*CONSIGNES DE L'EXERCICE*
Reproduisez à l'identique le passage du texte sur l'évolution du Sénat, depuis les mots « J’ajoute, sujet que » jusqu'aux mots « dépendant de l’exécutif. » inclus.

*TEXTE*
┌──

Notre institution a donc pris l’initiative d’une évolution pour une meilleure adaptation. Comme le président a eu l’élégance de le souligner, cette réflexion avait été conduite pendant le mandat précédent, sur l’initiative de M. Jean-Pierre Bel, mais les conditions du débat politique entre les groupes n’avaient pas permis qu’elle aboutisse.
Le groupe de réflexion a mené un travail commun, loyal et approfondi, et les idées qui figurent aujourd’hui dans cette proposition de résolution, progressivement partagées par presque tous ses membres, traduisent notre décision collective. M. Roger Karoutchi pourra en témoigner, au sein de ce groupe de réflexion, qui a beaucoup travaillé - sous la présidence du président du Sénat, qui s’est fortement impliqué -, nous avons vécu de beaux moments d’échanges politiques et de réflexion sur l’évolution souhaitable de nos institutions.
Lorsque l’on s’intéresse à l’histoire de nos institutions, ce qui est le cas de plus d’un ici, on se rend compte que les évolutions, les recadrages ne sont pas forcément le fait des grandes réformes inscrites dans les livres d’histoire. C’est parfois le retour sur elle-même d’une institution pour s’évaluer et se projeter dans l’avenir qui permet de réels progrès, et c’est ce que nous sommes en train de réaliser.
La rationalisation de la semaine parlementaire compte parmi les décisions principales sur lesquelles nous allons statuer. Il s’agit, dans le fond, de la volonté de limiter notre propre dispersion et de réguler, d’encadrer l’ensemble des sollicitations auxquelles nous sommes confrontés.
Les auditions sont presque toutes très intéressantes et fructueuses. Toutefois, si nous n’arrivons pas à les sélectionner davantage, elles deviennent un facteur d’absorption de temps que nous ne parvenons plus à gérer. Les groupes d’intérêt et les délégations, chacun pris isolément, ont leur justification et nous sommes tous tentés de nous impliquer dans beaucoup d’entre eux. Simplement, si nous dressons un tableau d’ensemble, nous voyons le risque que le Sénat devienne un deuxième conseil économique, social et environnemental ; c’est une pente à laquelle nous devons résister.
J’ajoute, sujet que nous ne traitons pas ici mais qui reste en suspens, la multiplicité des représentations extérieures que nous avons acceptées, que pour beaucoup nous souhaitons, dans lesquelles nous trouvons un intérêt, mais dont l’empilement pose tout simplement le problème de la séparation des pouvoirs. Dans la grande majorité des institutions où nous siégeons, nous sommes en réalité des auxiliaires de l’exécutif…
M. Bruno Retailleau. C’est vrai !
M. Alain Richard. … et nous participons parfois à la conduite de ses missions.
Pour la préparation du mandat suivant, à l’horizon de 2017, il faudra, me semble-t-il, que nous sachions opérer des choix et, pour commencer, que nous cessions d’introduire nous-mêmes, dans un débat législatif sur deux, des cas supplémentaires de représentation des parlementaires dans des institutions dépendant de l’exécutif.

└──

[Extraits de données d'annotation de lieux]
┌──

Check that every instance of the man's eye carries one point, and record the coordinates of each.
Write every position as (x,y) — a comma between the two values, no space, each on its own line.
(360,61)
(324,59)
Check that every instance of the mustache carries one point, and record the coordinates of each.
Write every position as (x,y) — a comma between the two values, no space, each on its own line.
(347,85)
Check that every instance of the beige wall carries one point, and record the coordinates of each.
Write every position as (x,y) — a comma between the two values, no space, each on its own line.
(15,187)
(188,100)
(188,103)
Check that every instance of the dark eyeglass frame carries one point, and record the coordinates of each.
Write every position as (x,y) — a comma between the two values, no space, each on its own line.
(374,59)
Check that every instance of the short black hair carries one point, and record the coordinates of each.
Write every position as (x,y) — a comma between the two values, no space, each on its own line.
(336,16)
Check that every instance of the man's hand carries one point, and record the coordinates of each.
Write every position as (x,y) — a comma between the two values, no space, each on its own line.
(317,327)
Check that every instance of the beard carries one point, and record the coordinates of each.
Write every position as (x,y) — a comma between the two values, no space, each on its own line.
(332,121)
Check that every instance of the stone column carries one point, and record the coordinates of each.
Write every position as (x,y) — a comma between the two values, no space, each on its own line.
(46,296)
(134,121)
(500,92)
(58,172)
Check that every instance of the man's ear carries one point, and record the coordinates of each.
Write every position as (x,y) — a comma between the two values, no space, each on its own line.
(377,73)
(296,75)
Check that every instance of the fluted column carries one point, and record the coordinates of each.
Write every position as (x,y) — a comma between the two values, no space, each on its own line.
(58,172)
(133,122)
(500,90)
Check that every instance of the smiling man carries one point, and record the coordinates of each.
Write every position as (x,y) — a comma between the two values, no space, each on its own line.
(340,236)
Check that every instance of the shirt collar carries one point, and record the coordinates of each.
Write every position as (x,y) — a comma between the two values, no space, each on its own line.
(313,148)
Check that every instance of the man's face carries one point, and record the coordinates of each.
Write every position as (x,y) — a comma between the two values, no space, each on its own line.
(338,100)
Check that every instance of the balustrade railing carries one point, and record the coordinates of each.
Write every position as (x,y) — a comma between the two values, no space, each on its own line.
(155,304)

└──

*RÉPONSE COMPLÈTE*
J’ajoute, sujet que nous ne traitons pas ici mais qui reste en suspens, la multiplicité des représentations extérieures que nous avons acceptées, que pour beaucoup nous souhaitons, dans lesquelles nous trouvons un intérêt, mais dont l’empilement pose tout simplement le problème de la séparation des pouvoirs. Dans la grande majorité des institutions où nous siégeons, nous sommes en réalité des auxiliaires de l’exécutif…
M. Bruno Retailleau. C’est vrai !
M. Alain Richard. … et nous participons parfois à la conduite de ses missions.
Pour la préparation du mandat suivant, à l’horizon de 2017, il faudra, me semble-t-il, que nous sachions opérer des choix et, pour commencer, que nous cessions d’introduire nous-mêmes, dans un débat législatif sur deux, des cas supplémentaires de représentation des parlementaires dans des institutions dépendant de l’exécutif.